> [Selected passage]
++++++

Yehuda Deri, brother of Shas leader Aryeh Deri and Beersheba chief rabbi, dies at 66
Cnaan Lidor is The Times of Israel's Jewish World reporter
Yehuda Deri, the chief rabbi of Beersheba and the brother of Shas leader Aryeh Deri, has died at the age of 66, his brother says.
Deri’s passing at Hadassah Ein Karem Hospital in Jerusalem is from complications related to an infection that led to his hospitalization last month, the Kikar Hashabat Haredi news site reports. His condition worsened gradually over the past 24 hours, the report says.
In a statement, Aryeh Deri eulogizes his late brother as “the leader of a tremendous revolution of Torah and Judaism, a vigilant keeper of kashrut who has redeemed many from sin.” He adds that Yehuda Deri “with his pleasant conduct and eloquence know how to make his listeners love Judaism.” Yehuda Deri’s death is “a tremendous loss to his thousands of students” and the Jewish people, adds Aryeh Deri, who recalls also his late brother’s tendency to “swim against the current.”
Yehuda Deri’s death is connected to a pulmonary condition that required he be put on an inhalator, the report also says, adding the rabbi was taken off the machine last week.
A prolific author and rabbinical judge, he was considered a leading candidate for succeeding Yitzhak Yosef as the chief Sephardi rabbi of Israel, according to sources with knowledge of the succession process. Some believe his illness was part of the reason for the stalling of the succession process, which the Chief Rabbinate says is connected to demands for women’s representation under the title of “rabbi” in the assembly that elects the chief rabbis.
Before becoming Beersheba’s top Orthodox rabbi some 30 years ago, Yehuda Deri was the rabbi of Ramot, a neighborhood of Jerusalem.

++++++

> [Your goal]
Name every person mentioned by name in the news report about Yehuda Deri's death. The records have nothing to do with the news report.

++++++

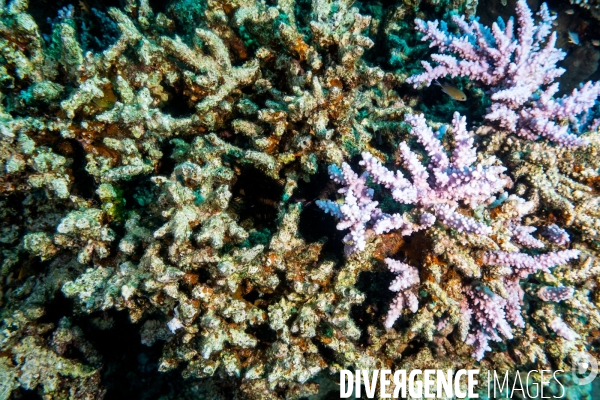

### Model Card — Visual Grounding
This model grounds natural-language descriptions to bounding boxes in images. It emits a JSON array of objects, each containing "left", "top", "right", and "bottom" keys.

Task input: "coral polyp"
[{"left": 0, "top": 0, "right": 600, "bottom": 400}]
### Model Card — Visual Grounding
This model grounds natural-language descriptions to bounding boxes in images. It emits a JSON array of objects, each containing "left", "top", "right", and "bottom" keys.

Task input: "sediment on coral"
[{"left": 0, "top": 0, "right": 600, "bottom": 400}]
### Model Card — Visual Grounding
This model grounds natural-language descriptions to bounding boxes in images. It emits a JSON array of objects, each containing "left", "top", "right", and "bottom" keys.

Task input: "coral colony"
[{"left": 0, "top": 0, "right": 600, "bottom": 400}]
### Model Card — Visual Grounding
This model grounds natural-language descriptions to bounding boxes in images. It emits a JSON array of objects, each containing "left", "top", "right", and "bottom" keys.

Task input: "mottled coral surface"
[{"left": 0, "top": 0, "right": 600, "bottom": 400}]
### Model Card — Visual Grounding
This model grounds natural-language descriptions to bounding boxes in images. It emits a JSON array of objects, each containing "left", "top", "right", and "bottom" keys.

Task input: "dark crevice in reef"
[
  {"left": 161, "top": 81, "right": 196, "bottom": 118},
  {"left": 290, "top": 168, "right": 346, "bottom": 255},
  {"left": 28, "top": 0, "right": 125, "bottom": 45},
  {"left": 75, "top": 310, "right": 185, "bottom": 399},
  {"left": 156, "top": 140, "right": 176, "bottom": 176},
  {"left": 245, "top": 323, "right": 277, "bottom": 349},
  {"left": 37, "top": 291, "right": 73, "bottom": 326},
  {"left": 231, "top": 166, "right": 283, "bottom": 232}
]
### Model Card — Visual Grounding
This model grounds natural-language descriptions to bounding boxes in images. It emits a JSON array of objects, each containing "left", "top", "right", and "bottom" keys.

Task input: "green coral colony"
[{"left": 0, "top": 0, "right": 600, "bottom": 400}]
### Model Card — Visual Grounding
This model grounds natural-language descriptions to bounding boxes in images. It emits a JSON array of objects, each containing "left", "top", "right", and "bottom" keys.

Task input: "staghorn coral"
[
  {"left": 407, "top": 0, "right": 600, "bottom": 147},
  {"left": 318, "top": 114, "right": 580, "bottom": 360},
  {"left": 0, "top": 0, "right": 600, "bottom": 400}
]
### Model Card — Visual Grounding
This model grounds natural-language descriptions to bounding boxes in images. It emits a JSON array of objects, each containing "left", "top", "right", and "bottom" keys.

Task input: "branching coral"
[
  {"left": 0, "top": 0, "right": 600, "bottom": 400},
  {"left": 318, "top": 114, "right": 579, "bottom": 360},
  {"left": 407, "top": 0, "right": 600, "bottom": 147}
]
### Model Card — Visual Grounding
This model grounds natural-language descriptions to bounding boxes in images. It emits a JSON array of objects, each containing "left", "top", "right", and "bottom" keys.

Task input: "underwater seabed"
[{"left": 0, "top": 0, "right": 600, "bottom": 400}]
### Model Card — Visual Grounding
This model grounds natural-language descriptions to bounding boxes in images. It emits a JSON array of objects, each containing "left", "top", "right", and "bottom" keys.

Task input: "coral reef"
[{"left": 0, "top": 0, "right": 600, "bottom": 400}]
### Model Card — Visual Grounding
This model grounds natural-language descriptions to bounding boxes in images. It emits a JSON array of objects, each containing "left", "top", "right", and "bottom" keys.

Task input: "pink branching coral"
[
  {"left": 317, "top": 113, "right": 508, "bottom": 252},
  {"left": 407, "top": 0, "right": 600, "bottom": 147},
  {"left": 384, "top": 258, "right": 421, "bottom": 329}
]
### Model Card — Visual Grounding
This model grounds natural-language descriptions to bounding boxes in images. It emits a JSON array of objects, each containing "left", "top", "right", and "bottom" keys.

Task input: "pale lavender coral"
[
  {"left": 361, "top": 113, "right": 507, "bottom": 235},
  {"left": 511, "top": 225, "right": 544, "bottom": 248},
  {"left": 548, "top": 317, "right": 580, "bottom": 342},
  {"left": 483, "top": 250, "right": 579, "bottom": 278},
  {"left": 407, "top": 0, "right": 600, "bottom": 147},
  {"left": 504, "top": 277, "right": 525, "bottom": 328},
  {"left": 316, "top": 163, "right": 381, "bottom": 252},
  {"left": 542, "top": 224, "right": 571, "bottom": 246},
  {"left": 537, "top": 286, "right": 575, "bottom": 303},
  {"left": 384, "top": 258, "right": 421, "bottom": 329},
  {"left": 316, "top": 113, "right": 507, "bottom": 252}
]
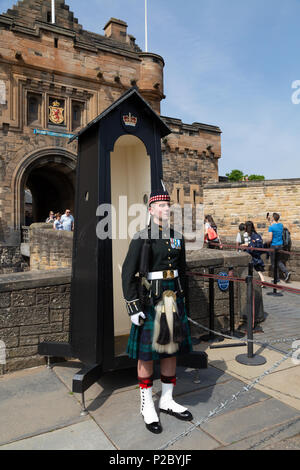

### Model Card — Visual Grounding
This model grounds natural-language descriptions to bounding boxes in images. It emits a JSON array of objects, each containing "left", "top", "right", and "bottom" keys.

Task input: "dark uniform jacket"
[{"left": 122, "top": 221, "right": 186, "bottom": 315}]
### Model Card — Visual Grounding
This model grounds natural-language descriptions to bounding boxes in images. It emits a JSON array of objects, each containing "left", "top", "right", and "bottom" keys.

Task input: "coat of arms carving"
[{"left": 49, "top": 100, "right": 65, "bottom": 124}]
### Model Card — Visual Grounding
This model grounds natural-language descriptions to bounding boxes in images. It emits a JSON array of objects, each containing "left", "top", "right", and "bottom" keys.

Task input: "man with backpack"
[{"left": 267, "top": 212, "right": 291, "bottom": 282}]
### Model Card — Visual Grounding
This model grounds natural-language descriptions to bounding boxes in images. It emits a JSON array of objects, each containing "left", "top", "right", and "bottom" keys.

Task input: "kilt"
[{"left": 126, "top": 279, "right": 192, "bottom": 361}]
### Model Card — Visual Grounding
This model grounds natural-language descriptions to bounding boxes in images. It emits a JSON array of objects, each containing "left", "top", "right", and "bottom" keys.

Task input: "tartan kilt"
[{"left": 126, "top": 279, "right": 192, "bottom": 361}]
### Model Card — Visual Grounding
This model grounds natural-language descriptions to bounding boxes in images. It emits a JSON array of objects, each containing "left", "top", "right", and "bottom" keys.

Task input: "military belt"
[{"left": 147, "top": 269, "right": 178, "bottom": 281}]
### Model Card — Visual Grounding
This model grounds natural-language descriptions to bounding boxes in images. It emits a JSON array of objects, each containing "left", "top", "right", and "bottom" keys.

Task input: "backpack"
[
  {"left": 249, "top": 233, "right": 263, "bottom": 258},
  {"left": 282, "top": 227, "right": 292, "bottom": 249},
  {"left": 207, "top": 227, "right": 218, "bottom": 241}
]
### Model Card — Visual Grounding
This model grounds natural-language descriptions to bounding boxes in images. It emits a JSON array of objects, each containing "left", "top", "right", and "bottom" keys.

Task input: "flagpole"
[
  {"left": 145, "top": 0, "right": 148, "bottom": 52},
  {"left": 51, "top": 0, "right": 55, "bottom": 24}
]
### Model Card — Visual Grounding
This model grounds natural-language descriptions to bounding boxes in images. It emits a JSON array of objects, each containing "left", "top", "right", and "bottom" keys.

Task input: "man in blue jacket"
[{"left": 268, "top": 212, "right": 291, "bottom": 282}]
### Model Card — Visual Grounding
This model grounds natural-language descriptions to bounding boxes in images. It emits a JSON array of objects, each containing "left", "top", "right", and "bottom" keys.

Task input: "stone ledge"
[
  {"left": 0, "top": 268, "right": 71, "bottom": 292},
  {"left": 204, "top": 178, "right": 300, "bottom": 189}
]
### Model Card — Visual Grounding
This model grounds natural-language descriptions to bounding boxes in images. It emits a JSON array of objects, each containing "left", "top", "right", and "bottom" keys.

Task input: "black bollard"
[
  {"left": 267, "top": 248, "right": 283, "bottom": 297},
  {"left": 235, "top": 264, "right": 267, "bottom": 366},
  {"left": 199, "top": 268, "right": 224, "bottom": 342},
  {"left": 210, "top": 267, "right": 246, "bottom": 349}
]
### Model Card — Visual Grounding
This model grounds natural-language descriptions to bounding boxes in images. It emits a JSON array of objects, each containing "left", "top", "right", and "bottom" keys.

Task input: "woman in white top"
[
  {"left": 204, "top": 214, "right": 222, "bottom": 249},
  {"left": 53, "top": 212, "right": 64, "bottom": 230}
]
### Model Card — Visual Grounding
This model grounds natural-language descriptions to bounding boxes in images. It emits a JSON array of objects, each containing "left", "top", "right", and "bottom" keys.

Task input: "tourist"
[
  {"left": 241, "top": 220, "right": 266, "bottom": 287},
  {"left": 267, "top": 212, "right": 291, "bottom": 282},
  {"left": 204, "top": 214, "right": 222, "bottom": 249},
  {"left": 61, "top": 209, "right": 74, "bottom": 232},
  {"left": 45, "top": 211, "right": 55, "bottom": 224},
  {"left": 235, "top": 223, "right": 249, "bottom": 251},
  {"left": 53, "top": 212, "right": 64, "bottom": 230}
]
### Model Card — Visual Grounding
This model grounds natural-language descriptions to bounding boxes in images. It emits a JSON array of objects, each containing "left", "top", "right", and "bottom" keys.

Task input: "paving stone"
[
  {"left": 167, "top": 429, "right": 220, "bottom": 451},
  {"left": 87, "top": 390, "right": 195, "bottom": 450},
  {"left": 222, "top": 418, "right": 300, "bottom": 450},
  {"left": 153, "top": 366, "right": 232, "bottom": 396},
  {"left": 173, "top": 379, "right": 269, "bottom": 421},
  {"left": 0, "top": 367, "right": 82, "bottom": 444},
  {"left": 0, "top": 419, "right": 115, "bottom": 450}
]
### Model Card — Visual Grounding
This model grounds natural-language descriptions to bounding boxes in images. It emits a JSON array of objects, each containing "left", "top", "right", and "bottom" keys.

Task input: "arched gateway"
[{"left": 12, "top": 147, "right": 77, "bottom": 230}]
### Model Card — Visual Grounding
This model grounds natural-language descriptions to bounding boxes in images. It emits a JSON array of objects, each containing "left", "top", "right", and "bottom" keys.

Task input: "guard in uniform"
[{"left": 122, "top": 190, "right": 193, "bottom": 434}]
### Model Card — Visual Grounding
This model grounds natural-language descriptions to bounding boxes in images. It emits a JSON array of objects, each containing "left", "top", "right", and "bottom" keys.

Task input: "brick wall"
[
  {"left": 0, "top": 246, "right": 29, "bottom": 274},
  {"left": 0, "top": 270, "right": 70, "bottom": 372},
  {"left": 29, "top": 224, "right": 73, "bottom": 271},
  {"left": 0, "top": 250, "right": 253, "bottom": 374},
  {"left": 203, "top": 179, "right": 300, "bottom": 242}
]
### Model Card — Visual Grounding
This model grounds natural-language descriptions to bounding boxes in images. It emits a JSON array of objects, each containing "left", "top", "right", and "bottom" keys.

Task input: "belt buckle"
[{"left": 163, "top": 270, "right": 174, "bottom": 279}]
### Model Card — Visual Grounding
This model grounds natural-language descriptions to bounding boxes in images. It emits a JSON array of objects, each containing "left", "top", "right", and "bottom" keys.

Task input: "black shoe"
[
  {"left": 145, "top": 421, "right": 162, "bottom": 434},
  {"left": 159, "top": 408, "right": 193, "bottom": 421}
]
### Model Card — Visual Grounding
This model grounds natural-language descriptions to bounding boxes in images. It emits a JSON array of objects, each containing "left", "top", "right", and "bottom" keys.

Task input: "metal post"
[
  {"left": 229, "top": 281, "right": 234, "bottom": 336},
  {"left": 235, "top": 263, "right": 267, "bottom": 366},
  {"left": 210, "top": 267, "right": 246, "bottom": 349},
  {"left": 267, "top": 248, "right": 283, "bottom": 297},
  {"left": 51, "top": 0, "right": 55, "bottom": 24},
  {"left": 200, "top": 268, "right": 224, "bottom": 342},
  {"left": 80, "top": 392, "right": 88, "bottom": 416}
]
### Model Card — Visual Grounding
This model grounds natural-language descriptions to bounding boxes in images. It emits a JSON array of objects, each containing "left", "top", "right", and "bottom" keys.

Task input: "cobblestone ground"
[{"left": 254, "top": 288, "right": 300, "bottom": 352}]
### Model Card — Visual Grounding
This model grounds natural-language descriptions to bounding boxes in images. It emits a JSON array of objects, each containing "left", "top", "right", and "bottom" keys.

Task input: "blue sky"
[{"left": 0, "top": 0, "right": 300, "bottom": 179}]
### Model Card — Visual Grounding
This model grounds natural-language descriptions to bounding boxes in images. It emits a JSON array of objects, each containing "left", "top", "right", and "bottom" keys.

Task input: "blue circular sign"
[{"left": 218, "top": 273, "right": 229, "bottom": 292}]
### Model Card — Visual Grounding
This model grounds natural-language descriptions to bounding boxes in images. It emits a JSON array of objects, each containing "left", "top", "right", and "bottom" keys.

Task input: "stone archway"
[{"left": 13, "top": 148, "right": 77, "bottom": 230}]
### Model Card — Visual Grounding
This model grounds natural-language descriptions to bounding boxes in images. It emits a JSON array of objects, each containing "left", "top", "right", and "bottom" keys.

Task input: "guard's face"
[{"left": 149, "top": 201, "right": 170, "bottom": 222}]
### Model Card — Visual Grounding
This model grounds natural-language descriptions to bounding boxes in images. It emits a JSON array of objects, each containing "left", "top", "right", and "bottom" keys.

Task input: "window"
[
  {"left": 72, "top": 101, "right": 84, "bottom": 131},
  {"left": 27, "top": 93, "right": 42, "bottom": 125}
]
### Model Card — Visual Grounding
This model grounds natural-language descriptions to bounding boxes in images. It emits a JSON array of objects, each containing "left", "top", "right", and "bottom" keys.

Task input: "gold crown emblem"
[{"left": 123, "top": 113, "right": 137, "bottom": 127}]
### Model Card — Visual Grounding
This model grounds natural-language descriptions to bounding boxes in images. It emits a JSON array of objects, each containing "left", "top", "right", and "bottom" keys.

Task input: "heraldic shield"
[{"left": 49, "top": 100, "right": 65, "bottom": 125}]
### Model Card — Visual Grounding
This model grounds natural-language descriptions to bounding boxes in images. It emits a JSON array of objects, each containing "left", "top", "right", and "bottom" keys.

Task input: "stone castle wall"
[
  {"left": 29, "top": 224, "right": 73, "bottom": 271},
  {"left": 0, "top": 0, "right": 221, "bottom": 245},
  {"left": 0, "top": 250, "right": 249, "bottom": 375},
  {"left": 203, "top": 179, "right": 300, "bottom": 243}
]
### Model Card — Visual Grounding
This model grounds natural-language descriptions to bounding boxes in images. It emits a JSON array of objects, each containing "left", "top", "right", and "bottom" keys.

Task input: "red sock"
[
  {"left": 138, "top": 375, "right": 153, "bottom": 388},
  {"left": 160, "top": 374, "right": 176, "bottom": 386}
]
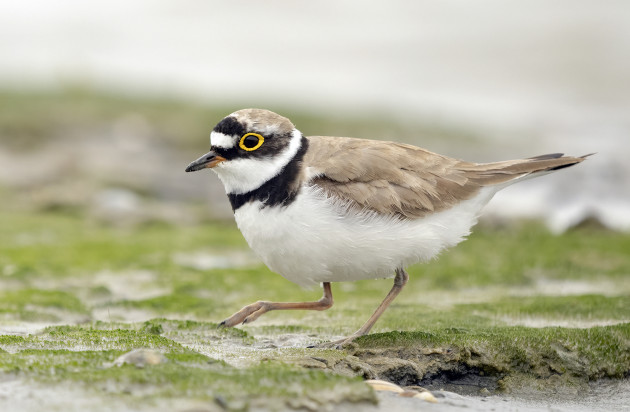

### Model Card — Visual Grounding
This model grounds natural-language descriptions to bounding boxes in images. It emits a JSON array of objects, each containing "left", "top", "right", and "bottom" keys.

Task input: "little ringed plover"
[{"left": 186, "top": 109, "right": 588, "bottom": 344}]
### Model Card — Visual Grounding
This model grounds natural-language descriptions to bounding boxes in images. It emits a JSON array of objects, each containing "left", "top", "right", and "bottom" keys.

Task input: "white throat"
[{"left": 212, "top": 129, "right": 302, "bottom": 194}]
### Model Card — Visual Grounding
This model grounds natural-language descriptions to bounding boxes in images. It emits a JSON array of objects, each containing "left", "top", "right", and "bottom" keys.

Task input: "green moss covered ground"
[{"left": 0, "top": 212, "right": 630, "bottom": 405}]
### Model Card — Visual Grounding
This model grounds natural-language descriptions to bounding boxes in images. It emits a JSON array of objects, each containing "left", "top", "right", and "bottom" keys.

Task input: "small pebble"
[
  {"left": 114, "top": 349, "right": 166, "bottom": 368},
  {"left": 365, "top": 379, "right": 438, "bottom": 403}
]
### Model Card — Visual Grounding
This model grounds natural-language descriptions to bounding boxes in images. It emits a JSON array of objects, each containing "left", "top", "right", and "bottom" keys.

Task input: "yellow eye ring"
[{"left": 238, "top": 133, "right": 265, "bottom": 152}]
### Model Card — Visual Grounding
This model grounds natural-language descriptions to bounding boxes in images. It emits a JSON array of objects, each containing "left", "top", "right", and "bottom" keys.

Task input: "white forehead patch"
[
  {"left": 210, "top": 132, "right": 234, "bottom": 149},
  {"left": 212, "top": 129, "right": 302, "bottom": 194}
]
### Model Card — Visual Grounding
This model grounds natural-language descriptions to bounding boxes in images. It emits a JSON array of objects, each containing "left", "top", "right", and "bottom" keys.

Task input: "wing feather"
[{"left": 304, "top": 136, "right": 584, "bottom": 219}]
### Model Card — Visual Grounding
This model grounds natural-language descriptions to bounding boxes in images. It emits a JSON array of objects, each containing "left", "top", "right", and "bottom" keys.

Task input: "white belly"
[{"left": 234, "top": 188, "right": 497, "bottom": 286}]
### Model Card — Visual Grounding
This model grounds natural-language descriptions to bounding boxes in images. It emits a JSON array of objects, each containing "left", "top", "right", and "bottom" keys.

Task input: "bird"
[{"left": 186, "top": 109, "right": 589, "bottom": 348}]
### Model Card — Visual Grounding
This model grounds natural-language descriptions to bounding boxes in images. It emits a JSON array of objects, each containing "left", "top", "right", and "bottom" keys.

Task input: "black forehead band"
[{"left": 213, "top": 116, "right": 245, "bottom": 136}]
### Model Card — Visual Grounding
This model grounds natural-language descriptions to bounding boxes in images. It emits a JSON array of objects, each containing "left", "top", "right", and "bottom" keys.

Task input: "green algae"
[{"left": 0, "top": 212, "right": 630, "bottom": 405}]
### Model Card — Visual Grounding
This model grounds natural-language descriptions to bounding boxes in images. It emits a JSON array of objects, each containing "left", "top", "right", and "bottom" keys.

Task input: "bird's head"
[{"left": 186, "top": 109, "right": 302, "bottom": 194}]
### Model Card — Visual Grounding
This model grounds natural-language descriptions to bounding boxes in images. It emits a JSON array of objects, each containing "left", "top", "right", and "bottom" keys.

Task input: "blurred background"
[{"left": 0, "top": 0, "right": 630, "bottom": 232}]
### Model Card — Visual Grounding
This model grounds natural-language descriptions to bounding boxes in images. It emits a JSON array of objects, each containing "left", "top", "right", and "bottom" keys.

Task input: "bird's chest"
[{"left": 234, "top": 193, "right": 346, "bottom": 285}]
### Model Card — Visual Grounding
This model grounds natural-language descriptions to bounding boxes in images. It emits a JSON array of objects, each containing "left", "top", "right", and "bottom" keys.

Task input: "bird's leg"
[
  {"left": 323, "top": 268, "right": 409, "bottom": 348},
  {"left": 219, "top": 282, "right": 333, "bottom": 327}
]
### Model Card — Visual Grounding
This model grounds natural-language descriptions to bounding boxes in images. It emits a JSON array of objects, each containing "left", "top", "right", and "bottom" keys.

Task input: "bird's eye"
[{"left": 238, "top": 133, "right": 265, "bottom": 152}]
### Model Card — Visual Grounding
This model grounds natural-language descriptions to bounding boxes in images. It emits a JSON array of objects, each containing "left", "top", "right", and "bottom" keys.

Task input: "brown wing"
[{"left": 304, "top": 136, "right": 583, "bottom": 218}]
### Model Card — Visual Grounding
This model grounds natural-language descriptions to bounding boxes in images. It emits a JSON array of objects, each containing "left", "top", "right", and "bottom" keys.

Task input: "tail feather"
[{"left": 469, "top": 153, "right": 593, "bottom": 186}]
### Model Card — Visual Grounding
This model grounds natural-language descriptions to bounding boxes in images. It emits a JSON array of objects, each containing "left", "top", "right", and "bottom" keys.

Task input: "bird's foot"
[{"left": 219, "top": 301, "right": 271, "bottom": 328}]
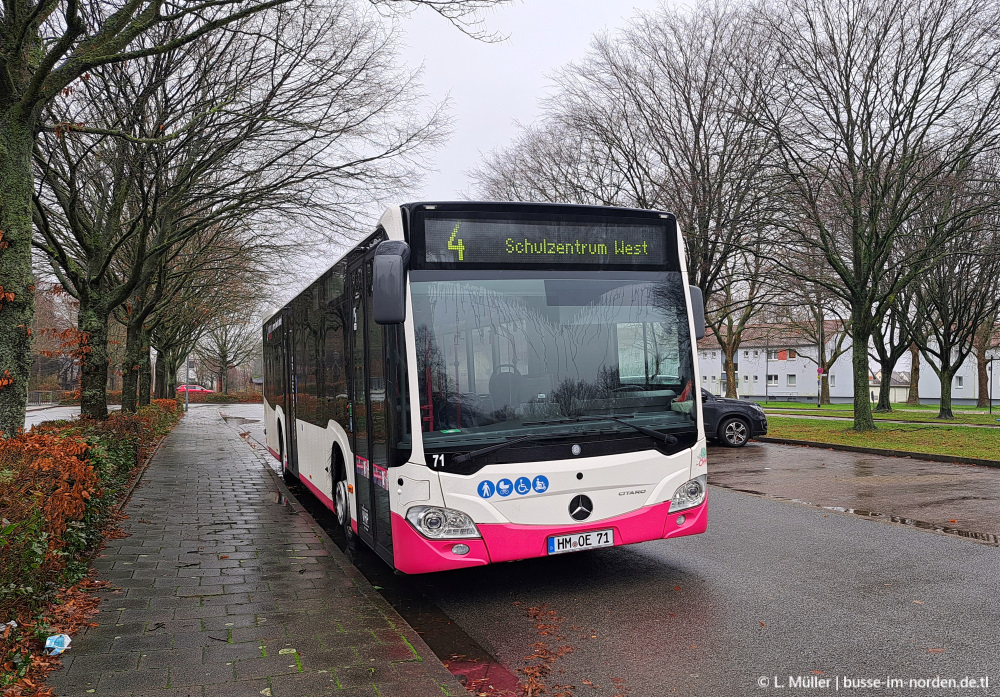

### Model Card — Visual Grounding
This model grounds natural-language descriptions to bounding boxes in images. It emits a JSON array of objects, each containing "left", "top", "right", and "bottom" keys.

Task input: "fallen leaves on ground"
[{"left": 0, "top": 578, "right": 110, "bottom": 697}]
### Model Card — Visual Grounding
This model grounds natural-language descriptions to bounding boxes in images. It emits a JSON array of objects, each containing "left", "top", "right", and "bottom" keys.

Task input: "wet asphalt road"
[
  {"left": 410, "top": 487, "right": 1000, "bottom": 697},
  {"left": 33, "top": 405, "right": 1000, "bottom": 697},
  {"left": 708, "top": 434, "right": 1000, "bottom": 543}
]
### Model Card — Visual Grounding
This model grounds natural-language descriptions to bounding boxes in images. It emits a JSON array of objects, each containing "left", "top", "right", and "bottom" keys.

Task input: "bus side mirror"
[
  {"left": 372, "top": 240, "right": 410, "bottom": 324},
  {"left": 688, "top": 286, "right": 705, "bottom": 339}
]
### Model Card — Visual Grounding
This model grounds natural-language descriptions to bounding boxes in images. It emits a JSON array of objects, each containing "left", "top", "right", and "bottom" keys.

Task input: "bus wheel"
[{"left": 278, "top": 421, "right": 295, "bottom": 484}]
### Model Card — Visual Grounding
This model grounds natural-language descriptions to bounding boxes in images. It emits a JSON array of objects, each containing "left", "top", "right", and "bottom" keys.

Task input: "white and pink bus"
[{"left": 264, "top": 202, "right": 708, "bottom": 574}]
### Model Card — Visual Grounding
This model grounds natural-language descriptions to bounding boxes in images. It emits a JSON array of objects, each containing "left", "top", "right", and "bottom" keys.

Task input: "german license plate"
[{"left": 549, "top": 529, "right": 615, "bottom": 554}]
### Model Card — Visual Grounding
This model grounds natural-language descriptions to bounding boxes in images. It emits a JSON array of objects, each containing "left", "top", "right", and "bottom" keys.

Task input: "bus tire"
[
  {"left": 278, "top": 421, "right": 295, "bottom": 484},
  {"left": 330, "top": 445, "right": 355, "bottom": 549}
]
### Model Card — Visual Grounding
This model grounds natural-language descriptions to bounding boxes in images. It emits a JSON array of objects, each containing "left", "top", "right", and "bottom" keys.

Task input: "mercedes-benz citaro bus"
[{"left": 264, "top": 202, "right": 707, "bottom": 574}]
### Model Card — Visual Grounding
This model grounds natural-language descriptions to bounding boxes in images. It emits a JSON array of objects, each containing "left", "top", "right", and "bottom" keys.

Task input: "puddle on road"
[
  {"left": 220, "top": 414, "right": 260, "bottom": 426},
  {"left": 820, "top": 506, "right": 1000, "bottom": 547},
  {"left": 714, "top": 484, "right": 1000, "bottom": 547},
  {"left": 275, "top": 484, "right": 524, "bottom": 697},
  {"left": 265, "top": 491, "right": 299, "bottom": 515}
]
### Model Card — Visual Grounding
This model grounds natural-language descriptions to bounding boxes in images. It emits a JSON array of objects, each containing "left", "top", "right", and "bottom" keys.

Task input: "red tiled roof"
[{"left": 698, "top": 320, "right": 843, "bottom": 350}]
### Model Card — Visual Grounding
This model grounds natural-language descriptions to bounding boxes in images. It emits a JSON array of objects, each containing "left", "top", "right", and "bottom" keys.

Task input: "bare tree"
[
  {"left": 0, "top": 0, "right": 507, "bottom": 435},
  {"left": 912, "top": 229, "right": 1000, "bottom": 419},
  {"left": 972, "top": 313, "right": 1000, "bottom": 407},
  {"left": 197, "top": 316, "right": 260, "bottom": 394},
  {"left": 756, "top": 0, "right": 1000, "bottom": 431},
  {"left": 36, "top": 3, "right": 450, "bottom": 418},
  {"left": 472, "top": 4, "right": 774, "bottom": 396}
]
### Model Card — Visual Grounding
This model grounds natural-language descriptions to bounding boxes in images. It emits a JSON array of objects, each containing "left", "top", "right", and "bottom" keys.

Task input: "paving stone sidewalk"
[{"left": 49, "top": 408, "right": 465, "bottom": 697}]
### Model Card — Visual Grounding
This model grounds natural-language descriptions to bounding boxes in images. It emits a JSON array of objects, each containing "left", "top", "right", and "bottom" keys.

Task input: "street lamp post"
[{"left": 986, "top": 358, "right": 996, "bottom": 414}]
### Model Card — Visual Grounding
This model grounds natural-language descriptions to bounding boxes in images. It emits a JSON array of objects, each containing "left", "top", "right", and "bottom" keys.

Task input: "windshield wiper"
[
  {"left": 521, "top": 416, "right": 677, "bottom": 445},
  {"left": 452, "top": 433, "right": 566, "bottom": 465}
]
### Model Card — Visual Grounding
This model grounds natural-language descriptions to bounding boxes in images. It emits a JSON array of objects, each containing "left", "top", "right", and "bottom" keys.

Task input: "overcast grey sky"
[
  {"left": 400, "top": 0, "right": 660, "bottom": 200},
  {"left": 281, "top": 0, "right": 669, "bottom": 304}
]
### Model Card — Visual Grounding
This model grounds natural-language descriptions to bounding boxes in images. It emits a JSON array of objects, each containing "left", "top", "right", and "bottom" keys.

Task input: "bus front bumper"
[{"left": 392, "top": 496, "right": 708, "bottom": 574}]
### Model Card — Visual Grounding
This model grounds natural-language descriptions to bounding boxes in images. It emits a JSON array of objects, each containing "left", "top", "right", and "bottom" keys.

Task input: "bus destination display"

++++++

> [Answer below]
Yehuda Deri, Aryeh Deri, Cnaan Lidor, Yitzhak Yosef